[TEXT PASSAGE]:
--- Begin ---

Skip to main content

Optimize serializers automatically with select_related(), prefetch_related(), defer() and only()

Project description

AutoRelated

AutoRelated package automatically creates correct use of select_related(), prefetch_related() and only() methods of django for django-rest serializers.

  • Pass your serializer to Tracer object
  • Build your query with the returned parameters
  • Your query is optimized

Note that a SerializerMethodField which causes n+1 problem cannot be solved by AutoRelated since inspecting what is happening in a method field is really hard. To solve it you can still pass extra arguments to select or prefetch_related in queryset attribute of class based views.

Requirements

AutoRelated is developed and tested against;

  • Django version: 3.0, 3.0.5
  • Django REST framework version: 3.10.3, 3.11.0
  • Python version: 3.6, 3.7, 3.8

It requires only:

  • Django
  • Django REST framework

For development in addition to above:

  • Django Debug Toolbar

Installation

To install it use

$ pip install auto-related

Usage

If you have a serializer like this defined in your serializers.py file;

from restframework import serializers

class SomeSerializer(serializer.Serializers):
    field=SomeotherSerializer(many=True)
    .
    .
    .

You can use it in your views like this;

from auto_related.tracer import Trace, optimized_queryset_given_trails
from rest_framework import status,generics

class ParentList(generics.ListAPIView):
    serializer_class = SomeSerializer
    def get_queryset(self):
        t=Tracer(SomeSerializer)
        traces=t.trace()
        s,p=optimized_queryset_given_trails(traces)
        return SomeSerializer.model.objects.select_related(*s)\
                                            .prefetch_related(*p)\
                                            .only(*t.build_only())

Or you can use mixins that basically do the same thing

from auto_related.mixin import ViewMixin, ViewMixinWithOnlyOptim
from rest_framework import status,generics

#this mixin does not use only() and defer() optimization
class ParentList(ViewMixin, generics.ListAPIView):
    serializer_class = SomeSerializer
    # you can pass extra parameters here for SerializerMethodFields
    queryset=Parent.objects.all() 

#this mixin uses only() and defer() optimization
class ParentList(ViewMixinWithOnlyOptim, generics.ListAPIView):
    serializer_class = SomeSerializer
    queryset=Parent.objects.all()

How It Works

First a util function get_all_sources() inspects a serializer deeply by iterating over all of its fields including fields of the nested serializers. Say that you have serializer like this;

class SomeSerializer(serializer.Serializers):
    field=SomeOtherSerializer(many=True, source='some_other')
    text=CharField()

class SomeOtherSerializer(serializer.Serializers):
    name=CharField()
    attr=IntegerField()     

then all sources of a serializer is obtained by;

get_all_sources(SomeSerializer)
#returns ['field', 'text',' some_other.name', 'some_other.attr']

which is all attributes that this serializer will access when it is passed with a data. We somehow have to inspect those sources to decide what to prefetch.

--- End ---

[DATASET ROWS]:
--- Begin ---

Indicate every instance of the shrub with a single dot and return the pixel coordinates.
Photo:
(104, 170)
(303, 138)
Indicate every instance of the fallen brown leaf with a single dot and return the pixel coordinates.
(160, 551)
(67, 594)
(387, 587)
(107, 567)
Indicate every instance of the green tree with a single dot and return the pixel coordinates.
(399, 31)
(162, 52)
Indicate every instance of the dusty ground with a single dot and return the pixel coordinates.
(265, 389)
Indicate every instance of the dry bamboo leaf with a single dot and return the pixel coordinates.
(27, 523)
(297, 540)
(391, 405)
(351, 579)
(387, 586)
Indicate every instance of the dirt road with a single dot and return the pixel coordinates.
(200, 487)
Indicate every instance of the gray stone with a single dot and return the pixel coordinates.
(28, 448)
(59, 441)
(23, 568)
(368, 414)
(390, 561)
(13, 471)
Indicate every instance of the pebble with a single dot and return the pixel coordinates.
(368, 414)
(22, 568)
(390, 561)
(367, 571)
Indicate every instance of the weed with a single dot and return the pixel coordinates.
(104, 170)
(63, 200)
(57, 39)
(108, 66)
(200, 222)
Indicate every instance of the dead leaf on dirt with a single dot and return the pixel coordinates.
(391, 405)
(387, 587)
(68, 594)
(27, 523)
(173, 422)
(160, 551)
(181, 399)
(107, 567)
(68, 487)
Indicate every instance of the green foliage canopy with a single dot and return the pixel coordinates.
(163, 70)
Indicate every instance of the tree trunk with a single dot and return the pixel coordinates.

--- End ---

[DIRECTIONS]:
1. Reproduce the AutoRelated project description between "from auto_related.tracer import" and "traces=t.trace()", inclusive, substituting "ChildList" for "ParentList".
2. Answer these questions using the AutoRelated project description:
(a) Which Python versions is AutoRelated developed and tested against?
(b) What command installs the package?
(c) Which mixin uses the only() and defer() optimization?

[RESPONSES FOR EACH TASK]:
1.
from auto_related.tracer import Trace, optimized_queryset_given_trails
from rest_framework import status,generics

class ChildList(generics.ListAPIView):
    serializer_class = SomeSerializer
    def get_queryset(self):
        t=Tracer(SomeSerializer)
        traces=t.trace()

2.
(a) 3.6, 3.7 and 3.8
(b) $ pip install auto-related
(c) ViewMixinWithOnlyOptim